◆ **WORK TO COMPLETE**: Repeat, line for line, the entries printed below.

◆ **RECORD EXTRACTS**:

-*-*-

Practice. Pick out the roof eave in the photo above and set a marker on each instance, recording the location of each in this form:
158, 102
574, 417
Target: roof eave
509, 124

-*-*-

◆ **ANSWER SECTION**:
Practice. Pick out the roof eave in the photo above and set a marker on each instance, recording the location of each in this form:
158, 102
574, 417
Target: roof eave
509, 124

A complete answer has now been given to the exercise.